■ **Document**
-.-.-
# Best Fit Coach........



## AUNDRE (Jul 11, 2005)

who thinks Larry Brown is the best coach available to get this team into the playoffs???


----------



## son of oakley (Dec 24, 2003)

I think he's the best coach available.


----------



## Debt Collector (Mar 13, 2003)

^^^^^^ bingo, it doesnt really matter who is the best fit, give brown any combination of players, and they will at the end of the day play larry brown basketball and be successful at it.


----------



## AUNDRE (Jul 11, 2005)

i mean hes defenitly a great coach... but on ESPN they were talking about there would be times where he wouldnt be there for a few weeks from time to time.........


so yall actually think they can actually make it into the playoffs???.... 

the East is looking real solid this year..... i would like to see them in the playoffs but i dont think it can happen

1. Ind
2. Mia
3. Det
4. NJ
5. Bos
6. Cle
7. Chi
8. Wsh/Phi/NY/Mil

if they make it in they'll be fighting for the 8 spot IMO...
-.-.-
■ **Data section**

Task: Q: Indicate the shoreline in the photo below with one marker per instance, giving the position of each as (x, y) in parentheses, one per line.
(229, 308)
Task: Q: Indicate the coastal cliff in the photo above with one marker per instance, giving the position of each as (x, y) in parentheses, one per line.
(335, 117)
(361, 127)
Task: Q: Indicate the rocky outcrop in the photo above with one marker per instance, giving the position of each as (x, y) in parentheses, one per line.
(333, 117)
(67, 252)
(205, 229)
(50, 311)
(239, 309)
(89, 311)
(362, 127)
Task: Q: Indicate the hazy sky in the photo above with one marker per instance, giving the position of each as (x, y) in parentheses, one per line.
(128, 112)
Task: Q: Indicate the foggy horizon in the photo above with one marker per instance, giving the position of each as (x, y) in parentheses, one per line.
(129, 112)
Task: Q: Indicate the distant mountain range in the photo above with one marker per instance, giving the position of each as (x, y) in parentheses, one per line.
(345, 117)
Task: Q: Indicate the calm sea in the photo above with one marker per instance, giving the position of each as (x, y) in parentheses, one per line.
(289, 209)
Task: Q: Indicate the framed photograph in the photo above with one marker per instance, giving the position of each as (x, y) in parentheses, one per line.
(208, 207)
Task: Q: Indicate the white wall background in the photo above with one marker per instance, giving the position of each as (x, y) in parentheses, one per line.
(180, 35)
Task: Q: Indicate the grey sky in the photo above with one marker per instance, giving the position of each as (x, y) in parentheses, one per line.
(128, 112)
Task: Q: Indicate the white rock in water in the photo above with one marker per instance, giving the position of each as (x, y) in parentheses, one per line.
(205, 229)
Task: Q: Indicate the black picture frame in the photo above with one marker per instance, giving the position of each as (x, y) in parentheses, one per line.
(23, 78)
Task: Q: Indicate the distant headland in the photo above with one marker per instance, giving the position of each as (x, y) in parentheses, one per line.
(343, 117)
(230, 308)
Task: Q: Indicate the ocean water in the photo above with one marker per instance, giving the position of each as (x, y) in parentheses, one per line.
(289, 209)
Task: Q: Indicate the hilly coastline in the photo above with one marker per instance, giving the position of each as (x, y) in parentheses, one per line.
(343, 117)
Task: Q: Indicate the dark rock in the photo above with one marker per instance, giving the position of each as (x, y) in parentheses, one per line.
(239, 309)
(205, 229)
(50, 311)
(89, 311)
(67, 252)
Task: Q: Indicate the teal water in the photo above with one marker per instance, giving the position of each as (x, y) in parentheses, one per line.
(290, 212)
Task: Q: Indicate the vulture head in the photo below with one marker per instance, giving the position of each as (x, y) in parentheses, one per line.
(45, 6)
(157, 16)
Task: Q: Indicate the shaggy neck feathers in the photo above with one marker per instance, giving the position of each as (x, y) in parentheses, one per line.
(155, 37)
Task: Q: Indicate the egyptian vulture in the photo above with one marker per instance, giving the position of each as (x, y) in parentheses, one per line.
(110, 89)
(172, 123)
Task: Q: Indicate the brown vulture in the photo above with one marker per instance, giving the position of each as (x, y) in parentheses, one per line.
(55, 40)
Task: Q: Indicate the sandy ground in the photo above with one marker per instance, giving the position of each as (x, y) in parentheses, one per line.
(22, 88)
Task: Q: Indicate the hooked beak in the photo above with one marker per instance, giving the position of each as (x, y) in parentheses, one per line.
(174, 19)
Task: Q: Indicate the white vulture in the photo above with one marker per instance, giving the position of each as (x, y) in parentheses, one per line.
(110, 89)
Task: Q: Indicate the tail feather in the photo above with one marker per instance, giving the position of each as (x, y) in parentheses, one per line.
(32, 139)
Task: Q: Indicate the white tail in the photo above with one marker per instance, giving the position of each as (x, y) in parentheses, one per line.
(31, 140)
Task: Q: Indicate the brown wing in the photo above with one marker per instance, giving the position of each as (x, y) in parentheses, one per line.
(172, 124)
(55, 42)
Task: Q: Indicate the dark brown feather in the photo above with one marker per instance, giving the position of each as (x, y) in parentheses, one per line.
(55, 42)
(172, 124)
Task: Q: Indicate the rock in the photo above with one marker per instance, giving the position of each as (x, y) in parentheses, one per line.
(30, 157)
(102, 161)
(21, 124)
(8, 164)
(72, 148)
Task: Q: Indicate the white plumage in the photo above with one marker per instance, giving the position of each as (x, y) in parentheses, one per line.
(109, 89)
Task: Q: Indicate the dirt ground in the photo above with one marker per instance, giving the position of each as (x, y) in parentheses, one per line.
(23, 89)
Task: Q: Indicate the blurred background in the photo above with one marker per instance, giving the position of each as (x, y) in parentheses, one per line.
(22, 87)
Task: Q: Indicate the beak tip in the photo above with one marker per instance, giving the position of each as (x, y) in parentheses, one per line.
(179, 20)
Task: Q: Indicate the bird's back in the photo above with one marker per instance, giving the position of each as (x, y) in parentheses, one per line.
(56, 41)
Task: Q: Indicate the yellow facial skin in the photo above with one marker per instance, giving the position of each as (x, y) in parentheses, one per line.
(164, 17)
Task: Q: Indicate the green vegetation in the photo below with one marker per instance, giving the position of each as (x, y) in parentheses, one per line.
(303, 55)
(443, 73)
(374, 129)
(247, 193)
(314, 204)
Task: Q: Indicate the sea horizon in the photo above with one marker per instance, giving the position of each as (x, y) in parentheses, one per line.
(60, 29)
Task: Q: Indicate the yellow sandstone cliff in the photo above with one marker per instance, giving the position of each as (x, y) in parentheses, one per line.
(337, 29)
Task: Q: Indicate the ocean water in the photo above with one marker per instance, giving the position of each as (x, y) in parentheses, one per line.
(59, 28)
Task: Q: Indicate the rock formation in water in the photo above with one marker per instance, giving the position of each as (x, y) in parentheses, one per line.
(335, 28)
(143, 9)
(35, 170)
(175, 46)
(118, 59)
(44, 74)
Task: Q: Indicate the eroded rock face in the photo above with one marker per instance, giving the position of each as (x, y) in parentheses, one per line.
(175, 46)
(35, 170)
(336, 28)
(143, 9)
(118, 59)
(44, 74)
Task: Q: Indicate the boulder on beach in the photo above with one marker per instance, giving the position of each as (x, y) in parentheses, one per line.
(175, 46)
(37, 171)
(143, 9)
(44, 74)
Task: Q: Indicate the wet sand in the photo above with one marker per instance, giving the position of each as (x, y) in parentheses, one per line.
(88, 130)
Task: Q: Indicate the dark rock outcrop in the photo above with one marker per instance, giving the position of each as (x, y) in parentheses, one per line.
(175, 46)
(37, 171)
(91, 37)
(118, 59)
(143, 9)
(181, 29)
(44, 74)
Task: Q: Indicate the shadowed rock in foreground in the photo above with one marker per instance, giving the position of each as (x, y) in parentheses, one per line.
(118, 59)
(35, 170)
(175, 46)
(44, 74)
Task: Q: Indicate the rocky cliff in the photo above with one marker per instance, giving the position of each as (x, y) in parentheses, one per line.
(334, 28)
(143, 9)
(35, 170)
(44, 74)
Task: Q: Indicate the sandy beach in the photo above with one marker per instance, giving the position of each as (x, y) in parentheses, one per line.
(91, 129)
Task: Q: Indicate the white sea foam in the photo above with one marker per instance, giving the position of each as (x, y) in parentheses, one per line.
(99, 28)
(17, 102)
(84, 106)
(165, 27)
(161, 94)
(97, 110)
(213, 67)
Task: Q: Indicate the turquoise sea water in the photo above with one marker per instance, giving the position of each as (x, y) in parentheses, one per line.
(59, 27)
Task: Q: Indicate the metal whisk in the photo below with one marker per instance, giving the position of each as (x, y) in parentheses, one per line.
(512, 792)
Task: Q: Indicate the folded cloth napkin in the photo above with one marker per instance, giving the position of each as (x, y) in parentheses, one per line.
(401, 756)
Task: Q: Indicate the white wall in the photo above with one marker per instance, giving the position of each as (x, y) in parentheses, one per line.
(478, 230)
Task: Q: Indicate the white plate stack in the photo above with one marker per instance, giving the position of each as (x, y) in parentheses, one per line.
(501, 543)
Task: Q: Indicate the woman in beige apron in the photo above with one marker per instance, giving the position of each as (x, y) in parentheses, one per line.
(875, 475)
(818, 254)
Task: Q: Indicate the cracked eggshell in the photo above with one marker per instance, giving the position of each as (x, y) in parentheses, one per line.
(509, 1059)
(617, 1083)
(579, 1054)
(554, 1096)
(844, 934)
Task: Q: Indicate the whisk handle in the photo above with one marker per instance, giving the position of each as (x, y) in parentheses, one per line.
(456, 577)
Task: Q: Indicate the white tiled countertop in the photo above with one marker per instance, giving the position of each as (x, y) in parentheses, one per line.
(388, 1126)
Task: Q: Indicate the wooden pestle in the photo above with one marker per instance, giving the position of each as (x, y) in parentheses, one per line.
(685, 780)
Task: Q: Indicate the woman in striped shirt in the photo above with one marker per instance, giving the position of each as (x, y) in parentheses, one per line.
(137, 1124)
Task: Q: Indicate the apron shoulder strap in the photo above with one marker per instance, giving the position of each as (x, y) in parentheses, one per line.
-.-.-
■ **Required actions**
[1] Write out the part of the Larry Brown thread that starts at "I think he's" and ends at "successful at it.".
[2] Extend the forum thread about Larry Brown past the point where it stops.
You can set the listing aside.

■ **Exercise results**
[1]
I think he's the best coach available.


----------



## Debt Collector (Mar 13, 2003)

^^^^^^ bingo, it doesnt really matter who is the best fit, give brown any combination of players, and they will at the end of the day play larry brown basketball and be successful at it.

[2]
----------



## son of oakley (Dec 24, 2003)

siK_sTyLeZz said:


> so yall actually think they can actually make it into the playoffs???....


Would a lottery pick really be such a bad thing for this team?


----------



## truth (Jul 16, 2002)

siK_sTyLeZz said:


> i mean hes defenitly a great coach... but on ESPN they were talking about there would be times where he wouldnt be there for a few weeks from time to time.........
> 
> 
> so yall actually think they can actually make it into the playoffs???....
> ...


Cleveland is going to be a very athletic team....They are improved..
Boston,Chi,Wsh,Phi,and Mil are all on the same level...


----------



## AUNDRE (Jul 11, 2005)

^^yeaa.... teams will be fighting for the 7, 8 spot... maybe even 6, 7, 8 spot...... this year will be the best in a while....


----------



## Shady* (Jul 3, 2005)

You have to worry less about what fits best and worry more about whats available.

Larry is the best available, Phil is the best.

Larry can get this job done, believe me, but he's no Phil Jackson....


----------



## USSKittyHawk (Jul 22, 2005)

Shadyballa8D12 said:


> You have to worry less about what fits best and worry more about whats available.
> 
> Larry is the best available, Phil is the best.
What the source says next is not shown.